Science, then, tells us about the nature of the inter-subjective world. How the world really is relative to multiple human observers who engage is systematic observation. I call this reality2. Inter-subjective reality. We can have knowledge of that. The final (complete) science should thus ‘predict and explain all the past present and future nerve hits (or experiences that result from certain kinds of neuron stimulations) of mankind’ (Quine, "Word and Object"). Whether the laws that predict and explain all that are actually to be found in reality 1 is essentially unknowable. There could be two or three or even an indefinite number of systems of laws that predict and explain the same observations of observers and there could be no further fact of the matter as to what the world is ‘really’ like.
But what do we make of the notion of ‘inter-subjectivity’? Is it realist, or is it subjectivist? I aim for the mid-point between both 
If you say ‘morality is relative to people (as moral agents)’ then IMO you have collapsed the distinction between realism and relativism.
You could try to say ‘if people didn’t exist then there wouldn’t be any ethics’
But it is also true that ‘if the universe didn’t exist then there wouldn’t be any science’
Ethics is the science (if I may be so bold) of what moral agents (human beings) should and should not do. If there aren’t any human beings (as moral agents) to act in the world then of course there wouldn’t be any ethics. Ethics is relative to human beings in that sense. But the issue is given that there are human beings (as moral agents) is morality inter-subjective (realist2) or relative to smaller sub- groups of people?The aim of science is often referred to as the ‘final science’. We may well never get there. But the point is that the final science will give us laws of nature that are able to predict and explain all the ‘past present and future nerve-hits of mankind’. I call my inter-subjectivity thesis a variety of realism. But I suppose I could also call it a variety of relativism. Given that I am aiming for a mid-point and all. But the notion is that I would like to do the same thing with ethics. The aim of ethics is thus the ‘final ethics’. We may well never get there. But the point is that the final ethics will give us laws of right and wrong action (at a suitable level of abstraction) that are able to deliver an answer as to whether any given action (in a certain context – which allows for certain sorts of cultural difference) is right or wrong.

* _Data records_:
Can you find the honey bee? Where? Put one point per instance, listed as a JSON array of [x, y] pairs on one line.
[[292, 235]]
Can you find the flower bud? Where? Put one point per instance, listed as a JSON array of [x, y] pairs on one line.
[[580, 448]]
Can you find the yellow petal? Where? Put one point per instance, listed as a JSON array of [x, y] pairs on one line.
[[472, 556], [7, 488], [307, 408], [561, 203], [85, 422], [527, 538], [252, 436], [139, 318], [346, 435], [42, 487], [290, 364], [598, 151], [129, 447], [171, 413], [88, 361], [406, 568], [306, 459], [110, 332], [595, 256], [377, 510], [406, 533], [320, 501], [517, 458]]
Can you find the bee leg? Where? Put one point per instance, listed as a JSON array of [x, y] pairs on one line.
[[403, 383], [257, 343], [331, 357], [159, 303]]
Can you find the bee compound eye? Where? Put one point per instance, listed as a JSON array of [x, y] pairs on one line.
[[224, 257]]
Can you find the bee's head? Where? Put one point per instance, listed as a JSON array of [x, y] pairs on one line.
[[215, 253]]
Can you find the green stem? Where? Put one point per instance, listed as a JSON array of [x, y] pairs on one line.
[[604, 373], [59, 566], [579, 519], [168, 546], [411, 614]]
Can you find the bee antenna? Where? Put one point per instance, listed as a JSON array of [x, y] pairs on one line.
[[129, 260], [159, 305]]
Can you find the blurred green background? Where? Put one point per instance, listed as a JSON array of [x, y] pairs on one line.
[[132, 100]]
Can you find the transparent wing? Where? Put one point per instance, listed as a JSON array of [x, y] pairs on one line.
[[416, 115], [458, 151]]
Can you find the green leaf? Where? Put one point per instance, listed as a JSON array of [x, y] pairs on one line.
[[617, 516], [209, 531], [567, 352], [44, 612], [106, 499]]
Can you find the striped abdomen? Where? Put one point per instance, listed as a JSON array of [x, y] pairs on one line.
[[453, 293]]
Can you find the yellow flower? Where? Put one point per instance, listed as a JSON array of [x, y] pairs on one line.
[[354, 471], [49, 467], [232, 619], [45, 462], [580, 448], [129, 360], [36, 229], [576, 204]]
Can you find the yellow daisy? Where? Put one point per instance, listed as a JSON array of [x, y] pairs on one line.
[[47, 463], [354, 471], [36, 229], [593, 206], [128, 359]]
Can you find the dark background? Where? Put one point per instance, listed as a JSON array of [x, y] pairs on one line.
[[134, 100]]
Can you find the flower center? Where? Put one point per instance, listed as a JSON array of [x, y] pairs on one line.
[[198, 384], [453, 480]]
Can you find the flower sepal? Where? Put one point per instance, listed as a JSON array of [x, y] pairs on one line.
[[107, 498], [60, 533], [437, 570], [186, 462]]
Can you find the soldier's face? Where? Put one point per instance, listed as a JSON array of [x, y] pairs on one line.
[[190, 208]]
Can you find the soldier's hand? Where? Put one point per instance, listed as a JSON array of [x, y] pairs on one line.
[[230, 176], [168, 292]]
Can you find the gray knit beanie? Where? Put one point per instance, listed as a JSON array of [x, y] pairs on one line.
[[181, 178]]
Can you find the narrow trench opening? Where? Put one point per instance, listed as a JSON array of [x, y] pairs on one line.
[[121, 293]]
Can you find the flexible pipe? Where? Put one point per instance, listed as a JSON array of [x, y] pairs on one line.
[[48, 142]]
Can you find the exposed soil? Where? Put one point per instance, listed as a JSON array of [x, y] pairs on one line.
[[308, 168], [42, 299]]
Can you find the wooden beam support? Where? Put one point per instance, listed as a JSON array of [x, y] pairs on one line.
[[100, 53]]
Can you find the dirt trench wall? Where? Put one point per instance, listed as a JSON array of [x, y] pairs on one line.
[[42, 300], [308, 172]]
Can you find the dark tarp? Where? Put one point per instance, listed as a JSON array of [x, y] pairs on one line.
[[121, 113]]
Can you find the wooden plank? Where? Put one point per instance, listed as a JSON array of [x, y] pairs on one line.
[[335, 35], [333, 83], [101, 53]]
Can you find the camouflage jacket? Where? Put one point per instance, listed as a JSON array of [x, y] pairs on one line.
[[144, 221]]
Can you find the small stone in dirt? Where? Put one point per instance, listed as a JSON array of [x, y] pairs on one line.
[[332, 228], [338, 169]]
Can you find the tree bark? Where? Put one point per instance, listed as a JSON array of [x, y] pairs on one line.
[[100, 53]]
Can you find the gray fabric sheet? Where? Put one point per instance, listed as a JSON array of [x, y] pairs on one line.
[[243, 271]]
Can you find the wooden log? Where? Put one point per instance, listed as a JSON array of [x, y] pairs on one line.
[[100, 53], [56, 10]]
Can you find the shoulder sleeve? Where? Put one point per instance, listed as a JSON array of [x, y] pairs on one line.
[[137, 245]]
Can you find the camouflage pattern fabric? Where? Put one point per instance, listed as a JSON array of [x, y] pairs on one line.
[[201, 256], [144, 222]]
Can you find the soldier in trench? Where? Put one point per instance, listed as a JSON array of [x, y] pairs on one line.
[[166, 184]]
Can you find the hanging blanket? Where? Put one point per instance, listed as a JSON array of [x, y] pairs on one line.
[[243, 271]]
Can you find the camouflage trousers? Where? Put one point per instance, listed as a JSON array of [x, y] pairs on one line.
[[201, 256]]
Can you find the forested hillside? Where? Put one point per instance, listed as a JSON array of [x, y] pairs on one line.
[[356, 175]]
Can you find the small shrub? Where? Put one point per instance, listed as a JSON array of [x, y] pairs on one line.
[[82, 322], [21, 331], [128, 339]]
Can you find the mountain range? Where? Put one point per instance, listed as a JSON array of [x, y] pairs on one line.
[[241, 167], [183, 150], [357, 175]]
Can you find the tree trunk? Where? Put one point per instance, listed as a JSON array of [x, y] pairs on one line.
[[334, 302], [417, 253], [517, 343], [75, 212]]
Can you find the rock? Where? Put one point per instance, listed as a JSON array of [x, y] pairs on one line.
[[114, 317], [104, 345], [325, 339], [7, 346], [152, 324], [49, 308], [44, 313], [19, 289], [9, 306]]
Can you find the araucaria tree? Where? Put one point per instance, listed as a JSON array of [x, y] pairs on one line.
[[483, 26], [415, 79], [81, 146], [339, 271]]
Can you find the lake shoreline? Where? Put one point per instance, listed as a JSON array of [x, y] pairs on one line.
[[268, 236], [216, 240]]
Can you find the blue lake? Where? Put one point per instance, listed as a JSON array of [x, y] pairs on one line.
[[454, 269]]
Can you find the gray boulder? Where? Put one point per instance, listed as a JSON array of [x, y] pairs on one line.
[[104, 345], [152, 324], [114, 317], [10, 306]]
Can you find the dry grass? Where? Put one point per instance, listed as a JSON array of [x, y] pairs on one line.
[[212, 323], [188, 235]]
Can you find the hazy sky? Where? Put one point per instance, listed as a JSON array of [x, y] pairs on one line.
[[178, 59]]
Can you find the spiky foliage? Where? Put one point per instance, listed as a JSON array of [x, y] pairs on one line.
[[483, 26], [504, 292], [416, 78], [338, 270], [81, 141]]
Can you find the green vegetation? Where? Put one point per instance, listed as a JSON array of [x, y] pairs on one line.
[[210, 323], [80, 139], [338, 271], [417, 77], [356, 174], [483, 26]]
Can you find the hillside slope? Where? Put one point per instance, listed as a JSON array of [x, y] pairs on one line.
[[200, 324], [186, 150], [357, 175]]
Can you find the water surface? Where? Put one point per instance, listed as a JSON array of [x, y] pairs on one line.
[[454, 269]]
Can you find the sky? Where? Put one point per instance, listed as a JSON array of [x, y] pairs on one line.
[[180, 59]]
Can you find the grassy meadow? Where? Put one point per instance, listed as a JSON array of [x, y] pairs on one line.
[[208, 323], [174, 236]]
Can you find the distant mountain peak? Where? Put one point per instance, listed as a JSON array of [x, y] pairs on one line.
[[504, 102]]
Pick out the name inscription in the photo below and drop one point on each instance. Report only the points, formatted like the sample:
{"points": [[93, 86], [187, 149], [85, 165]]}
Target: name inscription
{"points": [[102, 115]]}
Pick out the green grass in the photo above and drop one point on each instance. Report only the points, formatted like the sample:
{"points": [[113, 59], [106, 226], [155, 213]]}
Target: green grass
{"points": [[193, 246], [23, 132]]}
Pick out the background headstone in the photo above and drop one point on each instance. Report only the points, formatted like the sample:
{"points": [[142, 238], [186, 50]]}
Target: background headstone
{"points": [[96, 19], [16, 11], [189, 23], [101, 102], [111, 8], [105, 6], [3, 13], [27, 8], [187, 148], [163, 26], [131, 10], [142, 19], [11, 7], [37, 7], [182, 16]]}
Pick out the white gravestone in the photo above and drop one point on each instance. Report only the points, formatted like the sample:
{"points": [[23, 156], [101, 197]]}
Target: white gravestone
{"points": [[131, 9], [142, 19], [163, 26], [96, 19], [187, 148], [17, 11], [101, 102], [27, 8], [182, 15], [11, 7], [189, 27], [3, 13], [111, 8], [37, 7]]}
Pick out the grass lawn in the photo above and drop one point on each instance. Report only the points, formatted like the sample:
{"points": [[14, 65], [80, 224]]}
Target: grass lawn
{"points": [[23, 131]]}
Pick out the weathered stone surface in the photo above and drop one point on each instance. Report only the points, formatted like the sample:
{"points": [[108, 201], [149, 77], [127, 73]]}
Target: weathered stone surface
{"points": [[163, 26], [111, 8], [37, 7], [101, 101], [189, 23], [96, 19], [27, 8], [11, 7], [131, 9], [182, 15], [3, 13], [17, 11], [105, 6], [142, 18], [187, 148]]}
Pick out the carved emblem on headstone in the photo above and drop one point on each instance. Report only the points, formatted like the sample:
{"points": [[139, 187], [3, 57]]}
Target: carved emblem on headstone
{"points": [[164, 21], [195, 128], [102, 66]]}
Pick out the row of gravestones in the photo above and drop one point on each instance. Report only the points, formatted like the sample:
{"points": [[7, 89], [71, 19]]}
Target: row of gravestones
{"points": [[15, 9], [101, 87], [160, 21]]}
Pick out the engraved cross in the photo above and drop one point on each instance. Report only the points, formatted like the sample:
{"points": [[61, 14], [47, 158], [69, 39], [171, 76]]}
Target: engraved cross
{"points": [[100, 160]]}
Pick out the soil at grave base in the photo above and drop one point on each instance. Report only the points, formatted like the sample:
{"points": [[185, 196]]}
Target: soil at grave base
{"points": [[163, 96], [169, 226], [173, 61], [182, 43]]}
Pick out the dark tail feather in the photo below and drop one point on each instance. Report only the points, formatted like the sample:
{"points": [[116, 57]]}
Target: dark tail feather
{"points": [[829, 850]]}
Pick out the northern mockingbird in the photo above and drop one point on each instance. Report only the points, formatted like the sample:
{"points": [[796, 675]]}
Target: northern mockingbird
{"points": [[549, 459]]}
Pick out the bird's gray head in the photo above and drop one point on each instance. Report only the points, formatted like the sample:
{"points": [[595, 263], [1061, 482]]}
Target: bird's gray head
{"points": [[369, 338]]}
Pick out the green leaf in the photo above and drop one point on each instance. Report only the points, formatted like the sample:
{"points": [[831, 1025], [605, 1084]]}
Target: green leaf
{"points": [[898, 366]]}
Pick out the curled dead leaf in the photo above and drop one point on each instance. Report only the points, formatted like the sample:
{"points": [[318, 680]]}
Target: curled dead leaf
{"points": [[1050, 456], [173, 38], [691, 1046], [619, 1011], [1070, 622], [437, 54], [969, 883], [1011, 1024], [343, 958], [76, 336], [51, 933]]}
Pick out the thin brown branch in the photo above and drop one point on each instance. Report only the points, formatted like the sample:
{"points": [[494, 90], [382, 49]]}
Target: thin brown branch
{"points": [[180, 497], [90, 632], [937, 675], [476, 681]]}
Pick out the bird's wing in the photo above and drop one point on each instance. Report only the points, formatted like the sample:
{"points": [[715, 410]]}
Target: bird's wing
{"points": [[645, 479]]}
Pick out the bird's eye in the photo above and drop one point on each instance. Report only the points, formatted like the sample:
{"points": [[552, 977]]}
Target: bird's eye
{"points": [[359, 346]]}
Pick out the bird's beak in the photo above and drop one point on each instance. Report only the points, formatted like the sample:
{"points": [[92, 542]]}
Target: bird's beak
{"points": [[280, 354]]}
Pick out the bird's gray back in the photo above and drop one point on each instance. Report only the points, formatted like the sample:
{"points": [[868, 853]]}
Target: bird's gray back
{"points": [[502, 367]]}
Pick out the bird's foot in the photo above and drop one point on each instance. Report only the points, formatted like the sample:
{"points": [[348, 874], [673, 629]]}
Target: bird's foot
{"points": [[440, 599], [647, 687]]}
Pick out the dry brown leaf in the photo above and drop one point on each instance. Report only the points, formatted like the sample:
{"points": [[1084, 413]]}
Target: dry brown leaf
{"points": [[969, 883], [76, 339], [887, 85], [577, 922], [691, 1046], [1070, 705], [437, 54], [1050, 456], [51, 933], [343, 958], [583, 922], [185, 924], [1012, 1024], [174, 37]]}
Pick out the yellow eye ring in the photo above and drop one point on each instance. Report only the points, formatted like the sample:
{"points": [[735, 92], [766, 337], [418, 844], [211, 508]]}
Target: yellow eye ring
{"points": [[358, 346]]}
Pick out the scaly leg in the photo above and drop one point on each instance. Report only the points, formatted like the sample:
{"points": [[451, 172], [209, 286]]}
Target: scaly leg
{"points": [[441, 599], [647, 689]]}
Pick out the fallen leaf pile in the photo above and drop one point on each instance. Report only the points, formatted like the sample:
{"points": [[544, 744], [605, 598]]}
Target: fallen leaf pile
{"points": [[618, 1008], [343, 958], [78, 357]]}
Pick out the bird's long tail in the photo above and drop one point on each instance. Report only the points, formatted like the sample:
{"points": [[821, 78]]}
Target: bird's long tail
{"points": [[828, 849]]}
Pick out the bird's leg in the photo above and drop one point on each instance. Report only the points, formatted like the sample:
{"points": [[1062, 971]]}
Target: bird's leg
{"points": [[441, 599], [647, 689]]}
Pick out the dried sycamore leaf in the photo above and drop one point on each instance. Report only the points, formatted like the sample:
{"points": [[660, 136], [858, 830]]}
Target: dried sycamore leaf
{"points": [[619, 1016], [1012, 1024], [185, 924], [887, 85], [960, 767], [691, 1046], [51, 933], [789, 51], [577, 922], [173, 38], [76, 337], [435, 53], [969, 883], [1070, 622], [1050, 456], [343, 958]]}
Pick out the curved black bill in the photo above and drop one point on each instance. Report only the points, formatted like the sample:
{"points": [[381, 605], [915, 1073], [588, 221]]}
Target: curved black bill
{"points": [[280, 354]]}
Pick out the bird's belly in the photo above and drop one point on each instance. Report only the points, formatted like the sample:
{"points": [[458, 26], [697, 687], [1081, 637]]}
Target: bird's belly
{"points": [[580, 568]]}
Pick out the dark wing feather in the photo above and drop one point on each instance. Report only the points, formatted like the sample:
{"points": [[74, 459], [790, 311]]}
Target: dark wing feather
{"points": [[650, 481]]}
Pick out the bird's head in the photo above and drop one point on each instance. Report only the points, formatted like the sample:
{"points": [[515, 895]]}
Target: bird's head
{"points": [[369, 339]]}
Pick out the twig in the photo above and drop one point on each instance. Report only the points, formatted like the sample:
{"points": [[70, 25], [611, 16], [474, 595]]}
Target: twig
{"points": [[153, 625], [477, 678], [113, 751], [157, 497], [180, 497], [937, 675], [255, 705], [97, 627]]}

* _Work required_:
Answer these questions about the passage on science and ethics:
1. What name does the writer give to inter-subjective reality?
2. According to the line quoted from Quine, what should the final science predict and explain?
3. What does the writer say the final ethics will give us?

* _Task result_:
1. Reality2.
2. All the past, present and future nerve hits of mankind, meaning the experiences that result from certain kinds of neuron stimulations.
3. Laws of right and wrong action, at a suitable level of abstraction, that can deliver an answer as to whether any given action, in a certain context, is right or wrong.